» **PROBLEM DESCRIPTION**
Rewrite everything from the start of the rows down to the line containing "x=460, y=294", swapping "point" for "marker" and keeping all else the same.

» **RECORDS FOR THIS EXERCISE**
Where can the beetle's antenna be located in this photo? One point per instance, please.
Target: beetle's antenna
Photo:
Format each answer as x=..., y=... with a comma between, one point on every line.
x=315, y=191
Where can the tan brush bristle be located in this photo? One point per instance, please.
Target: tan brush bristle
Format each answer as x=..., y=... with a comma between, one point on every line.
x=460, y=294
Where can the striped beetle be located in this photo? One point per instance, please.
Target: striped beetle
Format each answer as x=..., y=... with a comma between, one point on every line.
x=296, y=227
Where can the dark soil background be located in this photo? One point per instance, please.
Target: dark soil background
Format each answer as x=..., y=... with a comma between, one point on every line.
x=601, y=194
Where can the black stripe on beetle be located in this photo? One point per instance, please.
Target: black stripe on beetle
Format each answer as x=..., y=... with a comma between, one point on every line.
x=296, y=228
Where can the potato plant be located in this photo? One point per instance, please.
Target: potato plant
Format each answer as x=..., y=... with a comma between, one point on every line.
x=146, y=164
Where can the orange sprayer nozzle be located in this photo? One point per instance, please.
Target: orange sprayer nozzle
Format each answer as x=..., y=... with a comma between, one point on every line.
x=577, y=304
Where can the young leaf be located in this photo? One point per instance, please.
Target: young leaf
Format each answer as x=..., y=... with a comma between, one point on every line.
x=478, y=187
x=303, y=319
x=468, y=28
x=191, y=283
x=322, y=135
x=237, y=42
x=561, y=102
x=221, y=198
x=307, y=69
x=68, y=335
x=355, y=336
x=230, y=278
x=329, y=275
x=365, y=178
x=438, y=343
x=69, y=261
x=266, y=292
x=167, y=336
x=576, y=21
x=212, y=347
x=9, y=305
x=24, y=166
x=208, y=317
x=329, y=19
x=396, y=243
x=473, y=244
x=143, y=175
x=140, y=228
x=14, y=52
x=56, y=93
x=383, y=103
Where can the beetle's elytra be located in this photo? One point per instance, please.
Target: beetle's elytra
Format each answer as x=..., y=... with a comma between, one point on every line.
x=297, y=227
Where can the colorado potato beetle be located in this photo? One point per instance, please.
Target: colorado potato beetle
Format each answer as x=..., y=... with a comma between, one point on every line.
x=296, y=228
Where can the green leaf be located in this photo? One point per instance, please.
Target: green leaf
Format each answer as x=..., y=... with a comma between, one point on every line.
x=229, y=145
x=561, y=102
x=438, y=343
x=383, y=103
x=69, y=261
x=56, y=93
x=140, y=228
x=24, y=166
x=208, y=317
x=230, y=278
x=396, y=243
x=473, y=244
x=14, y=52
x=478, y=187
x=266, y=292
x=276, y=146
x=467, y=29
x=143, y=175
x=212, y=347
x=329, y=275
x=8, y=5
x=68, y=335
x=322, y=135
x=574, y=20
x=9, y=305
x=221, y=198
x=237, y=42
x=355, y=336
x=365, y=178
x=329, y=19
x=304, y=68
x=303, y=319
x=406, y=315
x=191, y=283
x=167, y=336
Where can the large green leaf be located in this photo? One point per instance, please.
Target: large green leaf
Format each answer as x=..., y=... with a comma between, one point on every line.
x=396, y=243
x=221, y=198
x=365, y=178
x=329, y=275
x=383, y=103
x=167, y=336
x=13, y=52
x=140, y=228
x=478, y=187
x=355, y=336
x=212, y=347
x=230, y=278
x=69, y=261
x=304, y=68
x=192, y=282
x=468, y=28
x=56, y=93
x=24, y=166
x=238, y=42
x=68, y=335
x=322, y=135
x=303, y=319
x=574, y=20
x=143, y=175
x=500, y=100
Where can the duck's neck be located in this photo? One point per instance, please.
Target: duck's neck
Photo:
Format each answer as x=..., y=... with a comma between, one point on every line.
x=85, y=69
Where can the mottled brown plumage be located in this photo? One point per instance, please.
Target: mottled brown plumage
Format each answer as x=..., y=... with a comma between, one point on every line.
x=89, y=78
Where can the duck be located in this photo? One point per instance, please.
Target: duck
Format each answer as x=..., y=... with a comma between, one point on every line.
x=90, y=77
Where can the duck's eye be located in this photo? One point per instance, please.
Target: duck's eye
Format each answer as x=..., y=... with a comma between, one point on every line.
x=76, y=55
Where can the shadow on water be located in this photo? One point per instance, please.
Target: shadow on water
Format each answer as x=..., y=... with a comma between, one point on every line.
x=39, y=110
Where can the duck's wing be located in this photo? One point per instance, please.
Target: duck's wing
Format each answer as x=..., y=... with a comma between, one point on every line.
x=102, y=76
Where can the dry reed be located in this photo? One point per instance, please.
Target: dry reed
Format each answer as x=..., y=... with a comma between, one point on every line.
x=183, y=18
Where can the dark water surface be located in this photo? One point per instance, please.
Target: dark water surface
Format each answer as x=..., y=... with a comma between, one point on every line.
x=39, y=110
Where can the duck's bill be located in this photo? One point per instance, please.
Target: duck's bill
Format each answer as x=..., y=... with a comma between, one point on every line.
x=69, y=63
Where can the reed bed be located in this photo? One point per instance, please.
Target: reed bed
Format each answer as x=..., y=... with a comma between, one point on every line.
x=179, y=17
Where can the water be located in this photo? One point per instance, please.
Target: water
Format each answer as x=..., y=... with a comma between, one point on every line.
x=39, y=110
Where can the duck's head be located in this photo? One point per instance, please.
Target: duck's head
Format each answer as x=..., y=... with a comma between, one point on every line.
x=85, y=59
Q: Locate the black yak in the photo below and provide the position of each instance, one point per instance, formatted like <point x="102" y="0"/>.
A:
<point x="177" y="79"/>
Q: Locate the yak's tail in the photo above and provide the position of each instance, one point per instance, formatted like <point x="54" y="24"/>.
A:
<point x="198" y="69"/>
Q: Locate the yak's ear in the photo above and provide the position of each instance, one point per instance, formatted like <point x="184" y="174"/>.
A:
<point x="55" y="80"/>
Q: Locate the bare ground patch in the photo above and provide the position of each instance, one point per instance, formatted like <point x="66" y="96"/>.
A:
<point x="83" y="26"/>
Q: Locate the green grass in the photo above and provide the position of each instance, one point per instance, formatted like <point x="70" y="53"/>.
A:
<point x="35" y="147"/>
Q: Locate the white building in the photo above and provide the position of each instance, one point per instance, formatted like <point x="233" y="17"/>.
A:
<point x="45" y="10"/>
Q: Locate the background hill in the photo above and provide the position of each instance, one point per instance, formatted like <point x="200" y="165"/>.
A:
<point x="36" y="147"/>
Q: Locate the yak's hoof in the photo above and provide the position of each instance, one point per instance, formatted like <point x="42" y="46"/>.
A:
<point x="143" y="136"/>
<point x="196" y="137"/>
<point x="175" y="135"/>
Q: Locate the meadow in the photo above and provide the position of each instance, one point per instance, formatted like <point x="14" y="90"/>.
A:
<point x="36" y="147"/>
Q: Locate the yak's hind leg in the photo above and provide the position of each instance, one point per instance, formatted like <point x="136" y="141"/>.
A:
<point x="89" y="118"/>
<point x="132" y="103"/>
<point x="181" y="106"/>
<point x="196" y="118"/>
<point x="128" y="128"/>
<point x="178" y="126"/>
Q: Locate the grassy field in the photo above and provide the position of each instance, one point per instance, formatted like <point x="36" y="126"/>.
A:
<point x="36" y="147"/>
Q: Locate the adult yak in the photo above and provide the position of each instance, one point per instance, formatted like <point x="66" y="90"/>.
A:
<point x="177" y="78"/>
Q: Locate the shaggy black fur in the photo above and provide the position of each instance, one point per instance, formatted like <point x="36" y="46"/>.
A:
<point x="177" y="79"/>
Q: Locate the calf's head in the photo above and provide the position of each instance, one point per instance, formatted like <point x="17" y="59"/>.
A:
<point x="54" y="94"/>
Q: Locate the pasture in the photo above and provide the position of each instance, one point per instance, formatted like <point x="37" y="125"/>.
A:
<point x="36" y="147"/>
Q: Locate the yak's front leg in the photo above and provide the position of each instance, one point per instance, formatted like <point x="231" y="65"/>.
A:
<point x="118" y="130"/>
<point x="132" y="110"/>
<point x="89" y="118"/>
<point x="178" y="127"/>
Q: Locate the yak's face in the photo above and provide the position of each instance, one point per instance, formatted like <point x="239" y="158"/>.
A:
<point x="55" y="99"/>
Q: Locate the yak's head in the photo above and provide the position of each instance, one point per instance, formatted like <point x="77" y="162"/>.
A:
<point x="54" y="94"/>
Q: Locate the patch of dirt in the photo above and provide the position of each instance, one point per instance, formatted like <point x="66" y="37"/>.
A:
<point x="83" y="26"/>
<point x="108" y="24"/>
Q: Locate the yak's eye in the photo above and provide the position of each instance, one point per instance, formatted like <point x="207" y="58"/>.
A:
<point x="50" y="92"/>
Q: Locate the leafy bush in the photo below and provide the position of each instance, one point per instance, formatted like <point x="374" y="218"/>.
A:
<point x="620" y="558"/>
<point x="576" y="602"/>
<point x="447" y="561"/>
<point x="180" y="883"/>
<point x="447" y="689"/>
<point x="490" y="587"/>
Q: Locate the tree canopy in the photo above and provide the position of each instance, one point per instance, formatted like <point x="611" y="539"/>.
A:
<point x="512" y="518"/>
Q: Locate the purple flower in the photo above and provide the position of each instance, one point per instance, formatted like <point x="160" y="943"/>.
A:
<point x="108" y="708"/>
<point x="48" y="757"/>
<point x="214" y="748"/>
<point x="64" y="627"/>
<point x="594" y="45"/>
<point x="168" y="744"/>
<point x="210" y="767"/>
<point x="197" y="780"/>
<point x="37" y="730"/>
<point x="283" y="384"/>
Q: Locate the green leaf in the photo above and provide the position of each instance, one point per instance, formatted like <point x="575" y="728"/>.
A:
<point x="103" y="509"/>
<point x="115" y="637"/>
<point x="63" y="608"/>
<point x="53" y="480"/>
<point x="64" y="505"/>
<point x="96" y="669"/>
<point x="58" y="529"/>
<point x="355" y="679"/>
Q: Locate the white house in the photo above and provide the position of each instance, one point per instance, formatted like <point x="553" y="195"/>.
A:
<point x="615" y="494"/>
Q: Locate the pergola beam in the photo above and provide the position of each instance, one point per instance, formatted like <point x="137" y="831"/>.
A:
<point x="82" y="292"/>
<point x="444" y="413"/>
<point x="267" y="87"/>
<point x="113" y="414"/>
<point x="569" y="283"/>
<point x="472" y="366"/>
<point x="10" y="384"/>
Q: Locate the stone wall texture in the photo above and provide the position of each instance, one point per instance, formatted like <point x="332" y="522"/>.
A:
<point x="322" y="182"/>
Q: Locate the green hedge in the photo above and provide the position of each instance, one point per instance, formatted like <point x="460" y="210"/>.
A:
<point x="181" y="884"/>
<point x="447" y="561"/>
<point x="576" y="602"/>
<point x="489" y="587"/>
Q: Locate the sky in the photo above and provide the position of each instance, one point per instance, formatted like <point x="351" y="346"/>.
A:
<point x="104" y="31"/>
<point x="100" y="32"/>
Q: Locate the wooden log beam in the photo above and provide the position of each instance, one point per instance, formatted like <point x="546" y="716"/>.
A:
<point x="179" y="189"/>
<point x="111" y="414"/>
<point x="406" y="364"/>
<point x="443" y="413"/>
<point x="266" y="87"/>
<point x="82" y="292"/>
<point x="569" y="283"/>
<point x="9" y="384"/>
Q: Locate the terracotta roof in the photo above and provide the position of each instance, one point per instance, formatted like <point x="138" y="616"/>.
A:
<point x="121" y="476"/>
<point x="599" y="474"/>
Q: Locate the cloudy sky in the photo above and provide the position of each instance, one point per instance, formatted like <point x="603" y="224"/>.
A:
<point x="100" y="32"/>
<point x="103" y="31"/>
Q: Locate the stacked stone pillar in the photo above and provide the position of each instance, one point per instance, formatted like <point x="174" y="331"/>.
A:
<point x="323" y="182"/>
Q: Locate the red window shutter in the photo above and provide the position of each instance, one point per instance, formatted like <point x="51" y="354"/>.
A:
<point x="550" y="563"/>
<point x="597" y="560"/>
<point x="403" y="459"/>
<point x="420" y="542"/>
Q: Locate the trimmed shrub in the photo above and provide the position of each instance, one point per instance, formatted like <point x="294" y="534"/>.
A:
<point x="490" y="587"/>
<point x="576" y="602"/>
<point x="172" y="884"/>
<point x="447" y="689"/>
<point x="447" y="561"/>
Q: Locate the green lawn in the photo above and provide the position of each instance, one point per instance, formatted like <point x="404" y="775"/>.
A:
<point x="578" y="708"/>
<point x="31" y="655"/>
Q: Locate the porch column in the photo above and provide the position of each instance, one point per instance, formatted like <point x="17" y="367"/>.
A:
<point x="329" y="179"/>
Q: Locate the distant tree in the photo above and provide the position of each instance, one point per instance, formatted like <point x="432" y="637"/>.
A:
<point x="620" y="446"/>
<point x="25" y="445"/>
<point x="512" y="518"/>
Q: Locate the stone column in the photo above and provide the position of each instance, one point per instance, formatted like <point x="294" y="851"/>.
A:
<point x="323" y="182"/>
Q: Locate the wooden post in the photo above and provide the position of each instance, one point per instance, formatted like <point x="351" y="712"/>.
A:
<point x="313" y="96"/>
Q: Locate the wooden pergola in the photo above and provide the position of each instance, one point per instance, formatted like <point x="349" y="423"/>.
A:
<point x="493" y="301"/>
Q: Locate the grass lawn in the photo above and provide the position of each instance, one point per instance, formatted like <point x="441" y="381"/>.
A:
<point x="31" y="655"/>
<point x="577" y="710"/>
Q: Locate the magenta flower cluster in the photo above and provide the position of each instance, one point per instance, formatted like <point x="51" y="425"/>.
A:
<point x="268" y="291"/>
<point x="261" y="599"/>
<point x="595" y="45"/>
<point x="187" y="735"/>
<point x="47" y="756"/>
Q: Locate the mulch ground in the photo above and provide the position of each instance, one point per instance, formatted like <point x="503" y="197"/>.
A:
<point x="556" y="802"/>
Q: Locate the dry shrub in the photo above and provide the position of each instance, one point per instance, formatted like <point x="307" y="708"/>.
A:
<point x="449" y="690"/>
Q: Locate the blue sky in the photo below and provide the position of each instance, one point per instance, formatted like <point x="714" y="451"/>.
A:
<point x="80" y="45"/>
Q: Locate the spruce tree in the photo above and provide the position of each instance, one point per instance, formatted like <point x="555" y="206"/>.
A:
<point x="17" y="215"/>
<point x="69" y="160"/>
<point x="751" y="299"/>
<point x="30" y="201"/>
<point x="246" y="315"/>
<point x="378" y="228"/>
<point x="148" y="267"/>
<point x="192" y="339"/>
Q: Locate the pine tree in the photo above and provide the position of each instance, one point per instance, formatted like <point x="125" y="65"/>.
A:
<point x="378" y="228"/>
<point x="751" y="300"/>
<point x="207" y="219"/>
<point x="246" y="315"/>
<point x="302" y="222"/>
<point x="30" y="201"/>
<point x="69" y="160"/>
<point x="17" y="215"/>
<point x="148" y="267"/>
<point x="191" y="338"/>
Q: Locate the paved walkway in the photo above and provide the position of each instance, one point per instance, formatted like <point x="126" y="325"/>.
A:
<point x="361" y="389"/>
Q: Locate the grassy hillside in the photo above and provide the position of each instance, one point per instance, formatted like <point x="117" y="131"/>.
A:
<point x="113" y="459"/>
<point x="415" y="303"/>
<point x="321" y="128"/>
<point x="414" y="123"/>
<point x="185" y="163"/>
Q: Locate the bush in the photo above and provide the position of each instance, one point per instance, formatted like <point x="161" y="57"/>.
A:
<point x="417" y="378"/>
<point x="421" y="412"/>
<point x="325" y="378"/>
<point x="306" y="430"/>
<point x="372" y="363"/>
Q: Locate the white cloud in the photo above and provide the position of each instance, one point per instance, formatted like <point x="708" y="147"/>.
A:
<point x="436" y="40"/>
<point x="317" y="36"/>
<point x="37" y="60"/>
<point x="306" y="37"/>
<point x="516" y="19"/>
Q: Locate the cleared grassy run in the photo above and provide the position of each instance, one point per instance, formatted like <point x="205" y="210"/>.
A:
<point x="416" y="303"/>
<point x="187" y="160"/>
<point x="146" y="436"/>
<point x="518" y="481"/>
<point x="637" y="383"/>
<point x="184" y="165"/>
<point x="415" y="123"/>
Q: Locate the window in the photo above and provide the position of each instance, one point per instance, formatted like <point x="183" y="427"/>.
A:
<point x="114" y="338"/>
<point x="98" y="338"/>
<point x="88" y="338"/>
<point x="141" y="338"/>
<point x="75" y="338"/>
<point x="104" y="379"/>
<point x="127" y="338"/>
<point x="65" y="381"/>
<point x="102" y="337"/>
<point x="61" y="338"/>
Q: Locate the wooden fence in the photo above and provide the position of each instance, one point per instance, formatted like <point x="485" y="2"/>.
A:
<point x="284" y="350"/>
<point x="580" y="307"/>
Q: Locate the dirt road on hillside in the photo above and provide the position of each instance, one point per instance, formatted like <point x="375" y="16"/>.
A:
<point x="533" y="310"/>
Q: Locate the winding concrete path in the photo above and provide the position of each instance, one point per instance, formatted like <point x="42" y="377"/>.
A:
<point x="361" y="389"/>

» **COMPLETE RESPONSE**
Where can the beetle's antenna be located in this photo? One marker per instance, please.
Target: beetle's antenna
Photo:
Format each answer as x=..., y=... with a comma between, one marker on every line.
x=315, y=191
Where can the tan brush bristle be located in this photo? One marker per instance, please.
Target: tan brush bristle
Format each answer as x=..., y=... with a comma between, one marker on every line.
x=460, y=294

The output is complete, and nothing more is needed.